Extracted text:
------------------------------
WritersUA 2014 Day 1: Del Taco and learning

Palm SpringsWhen I went to Palm Springs for WritersUA, I made a commitment: I wouldn’t eat at Del Taco. We’ve been eating there a lot lately at home, and if I were going to drive all the way to Palm Springs, I wanted to eat something different.

I had a few moments before the conference started, so I walked around the area to look for some place to eat. And where did I wind up? Del Taco.

This demonstrates a tendency we all have to gravitate to the familiar. There are ways that we can use this tendency to help us learn new things. This was covered in different ways in the two workshops I attended today.

Cognitive Techniques: How to Fill in the Blanks

Ray Gallon’s workshop, “Cognitive Techniques to User Assistance,” looked at how we can learn new things by building upon things we already know. To use one of his examples, if you know how to work with a maître d’ to select a seat in a restaurant, you can use similar principles on an airline website to help people pick a seat on a flight. Although the processes are different, you can look for tasks that can be generalized to help people learn in unfamiliar situations.

He advised that we consider deductive reasoning to help us design user assistance. It isn’t necessary to spell out all of the details of a procedure, but we need to provide enough information so that the user knows what to do.

A term he brought up, which was also brought up in the next session, is affordance. We need to provide clear visual clues of how to use an item. If you see a handle on a door, you know you’re supposed to pull it open. (It’s frustrating to see a handle on a door you’re supposed to push.) By using principles like affordance, we can design interfaces where it is clear what we’re supposed to do.

Gallon ended with an emphatic plea for better user assistance. He told the story of a hospital in France where patients died because they received too much radiation during therapy. One of the reasons was that the user manuals were not in French so the technicians can read them. He stressed how quality user assistance can save lives, or at least limit a company’s liability.

User Interface as Conversation

Everett McKay took a different approach. He envisioned the user interface as a conversation between the user and product.
------------------------------
Activity:
Reproduce everything from "A term he brought" down to "a company’s liability." in the WritersUA post, replacing "handle" with "knob".

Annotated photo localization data
------------------------------
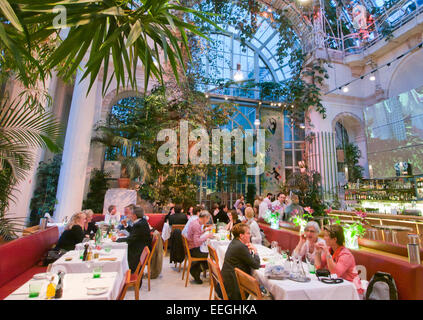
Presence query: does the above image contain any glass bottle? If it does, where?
[82,243,88,261]
[54,272,63,299]
[46,277,56,299]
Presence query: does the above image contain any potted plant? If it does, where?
[264,204,281,229]
[335,211,367,250]
[118,165,131,189]
[292,207,314,233]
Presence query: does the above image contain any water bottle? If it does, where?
[407,234,420,264]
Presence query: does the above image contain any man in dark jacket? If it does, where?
[213,204,229,223]
[169,205,188,226]
[117,207,151,272]
[222,223,260,300]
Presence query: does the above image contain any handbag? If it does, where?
[316,269,344,284]
[43,249,67,267]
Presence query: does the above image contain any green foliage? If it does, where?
[344,143,364,182]
[82,169,110,213]
[245,183,256,206]
[30,154,62,226]
[93,83,233,206]
[286,171,326,216]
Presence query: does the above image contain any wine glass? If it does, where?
[270,241,279,254]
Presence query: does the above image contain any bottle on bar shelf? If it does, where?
[54,272,64,299]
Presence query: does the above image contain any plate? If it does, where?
[32,273,47,280]
[87,287,108,296]
[288,276,311,282]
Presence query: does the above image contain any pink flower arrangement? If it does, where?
[304,207,314,214]
[355,210,367,219]
[273,205,282,211]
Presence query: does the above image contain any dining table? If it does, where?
[210,240,360,300]
[5,272,123,300]
[75,238,128,250]
[51,249,129,288]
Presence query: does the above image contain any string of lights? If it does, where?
[324,42,423,95]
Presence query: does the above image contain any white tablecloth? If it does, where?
[210,240,359,300]
[52,249,129,288]
[5,272,123,300]
[75,239,128,250]
[253,267,359,300]
[47,222,66,238]
[162,222,172,241]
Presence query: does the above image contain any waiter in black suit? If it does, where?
[117,207,151,273]
[169,205,188,226]
[222,223,260,300]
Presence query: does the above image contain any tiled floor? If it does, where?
[125,255,210,300]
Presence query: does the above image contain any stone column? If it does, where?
[54,70,98,221]
[7,73,57,225]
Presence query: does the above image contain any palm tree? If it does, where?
[15,0,217,92]
[0,99,61,239]
[0,0,217,240]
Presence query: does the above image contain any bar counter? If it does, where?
[328,210,423,246]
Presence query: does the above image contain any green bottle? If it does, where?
[95,228,101,246]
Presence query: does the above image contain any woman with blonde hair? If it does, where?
[283,194,304,221]
[55,212,85,251]
[82,209,98,235]
[245,207,262,244]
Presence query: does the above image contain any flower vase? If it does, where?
[344,230,358,250]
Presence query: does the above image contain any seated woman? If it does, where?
[83,209,98,236]
[55,212,85,251]
[104,204,120,226]
[314,224,364,295]
[236,202,246,222]
[226,209,241,231]
[283,194,304,221]
[294,221,325,264]
[245,207,262,244]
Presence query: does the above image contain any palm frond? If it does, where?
[0,100,62,182]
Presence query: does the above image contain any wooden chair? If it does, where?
[116,270,131,300]
[119,246,150,300]
[182,235,207,287]
[235,268,263,300]
[207,258,229,300]
[207,245,220,300]
[147,236,158,291]
[172,224,186,272]
[163,224,185,256]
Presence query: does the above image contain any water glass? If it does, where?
[29,282,42,298]
[93,266,103,279]
[306,259,316,274]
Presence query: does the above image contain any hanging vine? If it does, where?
[184,0,328,123]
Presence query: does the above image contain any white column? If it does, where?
[7,74,57,225]
[54,70,98,221]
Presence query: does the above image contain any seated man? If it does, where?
[104,204,120,226]
[118,204,135,235]
[169,205,188,226]
[55,212,86,251]
[182,206,201,238]
[117,207,151,273]
[187,211,214,284]
[222,223,260,300]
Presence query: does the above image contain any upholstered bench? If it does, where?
[0,227,59,300]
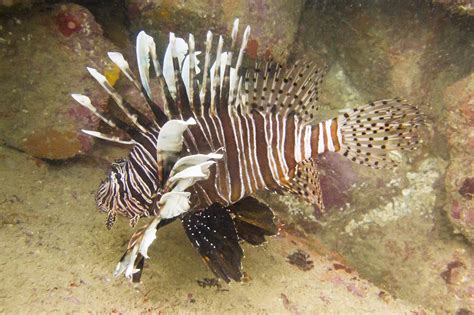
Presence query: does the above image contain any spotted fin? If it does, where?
[229,197,278,245]
[240,61,326,123]
[289,159,325,213]
[182,204,244,282]
[337,98,424,168]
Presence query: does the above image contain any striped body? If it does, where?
[78,20,424,282]
[185,110,341,208]
[97,110,342,222]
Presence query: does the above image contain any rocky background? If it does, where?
[0,0,474,314]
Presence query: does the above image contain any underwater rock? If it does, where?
[0,0,35,9]
[444,74,474,244]
[0,4,119,159]
[126,0,303,62]
[433,0,474,16]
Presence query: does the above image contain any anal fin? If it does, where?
[229,197,278,245]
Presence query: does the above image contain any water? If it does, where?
[0,1,474,314]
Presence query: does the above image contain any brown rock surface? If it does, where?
[0,4,118,159]
[127,0,303,61]
[444,74,474,244]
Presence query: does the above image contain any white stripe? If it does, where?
[263,115,280,183]
[271,113,285,175]
[229,113,250,200]
[337,121,342,151]
[242,115,258,193]
[324,119,336,152]
[304,126,313,160]
[249,115,265,188]
[277,113,290,178]
[210,115,232,203]
[318,122,324,153]
[295,116,303,163]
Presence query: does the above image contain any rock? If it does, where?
[127,0,303,62]
[444,74,474,244]
[0,0,35,9]
[0,4,119,159]
[433,0,474,16]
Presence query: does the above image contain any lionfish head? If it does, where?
[95,160,162,229]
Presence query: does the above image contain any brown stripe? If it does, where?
[252,111,279,190]
[203,115,229,202]
[331,118,341,152]
[284,114,296,171]
[230,111,251,199]
[267,114,285,181]
[311,124,319,158]
[236,111,257,194]
[321,122,328,152]
[299,126,306,160]
[216,112,243,202]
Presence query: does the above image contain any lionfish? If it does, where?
[72,20,423,282]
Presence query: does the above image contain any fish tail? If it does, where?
[337,98,425,168]
[312,98,425,169]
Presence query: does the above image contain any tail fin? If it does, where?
[337,98,424,168]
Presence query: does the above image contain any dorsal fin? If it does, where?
[289,159,325,213]
[241,61,326,123]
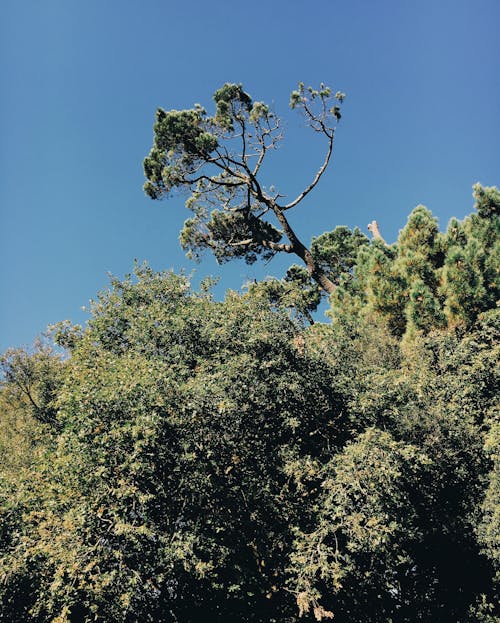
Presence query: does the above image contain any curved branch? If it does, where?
[281,130,334,210]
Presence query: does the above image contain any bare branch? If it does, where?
[282,130,334,210]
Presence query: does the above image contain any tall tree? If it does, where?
[144,83,345,293]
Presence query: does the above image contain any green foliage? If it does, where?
[144,83,346,292]
[0,167,500,623]
[331,185,500,339]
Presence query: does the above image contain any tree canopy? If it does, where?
[0,77,500,623]
[144,83,345,292]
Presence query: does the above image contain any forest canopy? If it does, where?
[0,80,500,623]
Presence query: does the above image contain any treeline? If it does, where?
[0,186,500,623]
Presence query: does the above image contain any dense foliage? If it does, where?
[0,85,500,623]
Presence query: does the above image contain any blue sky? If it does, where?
[0,0,500,350]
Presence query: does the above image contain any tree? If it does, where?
[144,83,345,293]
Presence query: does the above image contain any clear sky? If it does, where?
[0,0,500,350]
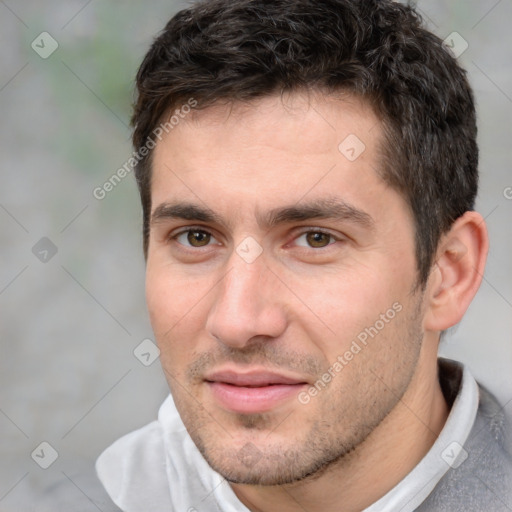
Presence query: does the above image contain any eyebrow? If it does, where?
[151,197,375,229]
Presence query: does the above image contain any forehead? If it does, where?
[152,93,396,224]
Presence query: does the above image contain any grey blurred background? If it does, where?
[0,0,512,512]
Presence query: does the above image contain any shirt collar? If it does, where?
[363,359,479,512]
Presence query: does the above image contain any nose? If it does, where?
[206,252,287,348]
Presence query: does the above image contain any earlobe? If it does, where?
[425,212,489,331]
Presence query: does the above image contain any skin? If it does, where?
[146,93,487,512]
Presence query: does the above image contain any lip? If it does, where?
[205,370,307,414]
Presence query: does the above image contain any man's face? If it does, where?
[147,95,423,485]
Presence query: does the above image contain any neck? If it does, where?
[232,354,449,512]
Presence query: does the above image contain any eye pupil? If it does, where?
[306,232,331,247]
[187,231,210,247]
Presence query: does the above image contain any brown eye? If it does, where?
[187,230,212,247]
[306,231,332,248]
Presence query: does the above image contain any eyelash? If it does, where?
[169,226,342,252]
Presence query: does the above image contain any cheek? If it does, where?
[146,267,208,367]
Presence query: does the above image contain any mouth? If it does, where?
[205,371,308,414]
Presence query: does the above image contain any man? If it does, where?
[97,0,512,512]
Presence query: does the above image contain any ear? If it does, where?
[424,211,489,332]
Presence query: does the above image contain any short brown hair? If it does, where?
[132,0,478,284]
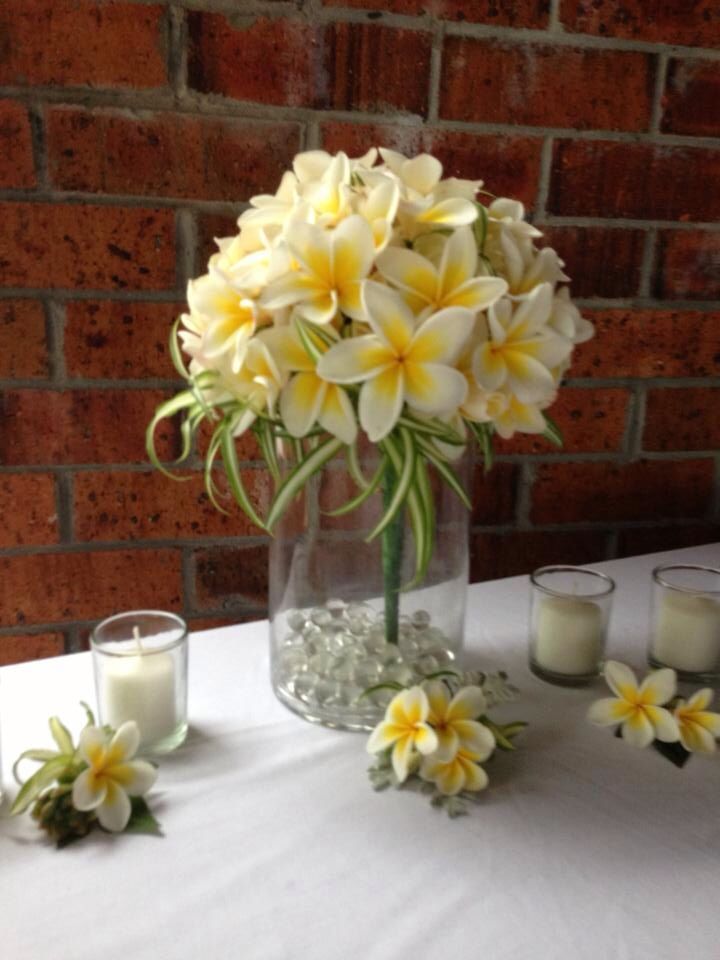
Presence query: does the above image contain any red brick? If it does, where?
[471,463,519,526]
[470,530,607,583]
[187,11,324,107]
[570,309,720,377]
[0,390,178,465]
[530,459,714,523]
[0,0,167,88]
[195,544,268,610]
[321,121,542,206]
[661,60,720,137]
[0,473,58,547]
[495,386,630,454]
[325,23,432,117]
[560,0,720,47]
[0,550,182,624]
[548,140,720,221]
[0,203,175,290]
[48,107,300,201]
[74,469,271,542]
[643,387,720,450]
[539,225,645,297]
[195,211,239,274]
[0,633,65,667]
[323,0,549,30]
[655,230,720,300]
[64,300,184,380]
[0,99,35,189]
[0,300,48,379]
[617,523,720,557]
[440,36,652,130]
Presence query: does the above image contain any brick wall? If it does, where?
[0,0,720,663]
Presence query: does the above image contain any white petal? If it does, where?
[107,720,140,766]
[362,280,415,356]
[317,334,395,383]
[72,770,107,810]
[97,780,132,833]
[640,667,677,704]
[603,660,638,700]
[404,360,467,416]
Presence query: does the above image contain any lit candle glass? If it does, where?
[91,610,187,753]
[648,563,720,681]
[530,566,615,686]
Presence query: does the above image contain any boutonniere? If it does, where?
[10,704,160,847]
[588,660,720,767]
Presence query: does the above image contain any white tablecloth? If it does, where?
[0,546,720,960]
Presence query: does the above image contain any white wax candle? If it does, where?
[100,653,177,744]
[535,597,603,676]
[653,592,720,673]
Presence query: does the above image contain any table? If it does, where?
[0,545,720,960]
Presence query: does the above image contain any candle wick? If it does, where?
[133,626,145,654]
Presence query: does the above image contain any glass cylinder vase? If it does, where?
[269,447,470,730]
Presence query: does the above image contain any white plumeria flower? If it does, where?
[487,391,544,440]
[260,215,375,324]
[424,680,495,762]
[72,720,157,833]
[473,283,572,404]
[317,280,474,443]
[673,687,720,753]
[260,327,357,444]
[376,227,508,313]
[588,660,680,747]
[238,170,298,229]
[418,748,492,797]
[367,687,438,783]
[188,270,258,373]
[356,177,400,253]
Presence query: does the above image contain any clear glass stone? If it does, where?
[287,610,307,633]
[310,607,332,627]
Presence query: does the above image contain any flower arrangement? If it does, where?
[147,148,593,643]
[10,705,160,847]
[588,660,720,767]
[367,670,526,817]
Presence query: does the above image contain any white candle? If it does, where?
[535,597,603,676]
[653,591,720,673]
[100,652,178,744]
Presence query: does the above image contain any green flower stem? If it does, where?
[382,464,405,644]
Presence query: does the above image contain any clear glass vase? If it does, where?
[270,440,470,730]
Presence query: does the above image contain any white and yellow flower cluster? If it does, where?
[367,680,495,796]
[179,148,593,445]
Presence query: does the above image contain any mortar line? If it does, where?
[0,85,720,150]
[650,53,669,134]
[427,23,445,123]
[638,227,658,297]
[533,137,553,221]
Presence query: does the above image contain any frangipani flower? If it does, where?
[367,687,438,783]
[425,680,495,762]
[72,720,157,832]
[673,687,720,753]
[419,747,492,797]
[473,283,572,404]
[317,280,474,442]
[588,660,680,747]
[185,270,258,373]
[261,327,357,444]
[377,227,507,313]
[260,214,375,324]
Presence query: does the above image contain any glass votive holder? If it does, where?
[529,566,615,687]
[648,563,720,682]
[90,610,188,754]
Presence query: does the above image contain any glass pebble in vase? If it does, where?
[270,447,470,730]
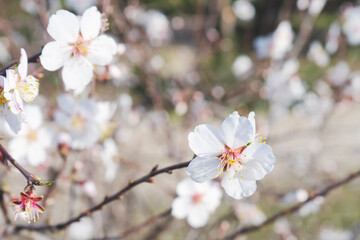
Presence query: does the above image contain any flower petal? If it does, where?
[243,143,276,180]
[87,35,117,66]
[221,111,255,148]
[80,6,101,40]
[40,41,72,71]
[47,10,80,43]
[171,197,191,219]
[187,156,219,183]
[188,124,224,156]
[18,48,28,79]
[62,57,93,94]
[221,171,256,199]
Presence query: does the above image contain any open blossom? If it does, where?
[187,112,275,199]
[9,105,51,166]
[0,79,23,133]
[54,94,100,149]
[40,7,117,94]
[10,190,45,223]
[4,49,39,114]
[171,179,222,228]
------------------------------
Exercise response:
A term he brought up, which was also brought up in the next session, is affordance. We need to provide clear visual clues of how to use an item. If you see a knob on a door, you know you’re supposed to pull it open. (It’s frustrating to see a knob on a door you’re supposed to push.) By using principles like affordance, we can design interfaces where it is clear what we’re supposed to do.

Gallon ended with an emphatic plea for better user assistance. He told the story of a hospital in France where patients died because they received too much radiation during therapy. One of the reasons was that the user manuals were not in French so the technicians can read them. He stressed how quality user assistance can save lives, or at least limit a company’s liability.